• [TASK STATEMENT]: Every line of the material should be output exactly as written.

>>>

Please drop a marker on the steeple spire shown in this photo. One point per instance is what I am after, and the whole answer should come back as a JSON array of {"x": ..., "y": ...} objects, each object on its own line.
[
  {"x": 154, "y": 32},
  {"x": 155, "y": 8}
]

<<<

• [RESPONSE AREA]:
Please drop a marker on the steeple spire shown in this photo. One point per instance is what I am after, and the whole answer should come back as a JSON array of {"x": ..., "y": ...} objects, each object on its own line.
[
  {"x": 154, "y": 32},
  {"x": 155, "y": 8}
]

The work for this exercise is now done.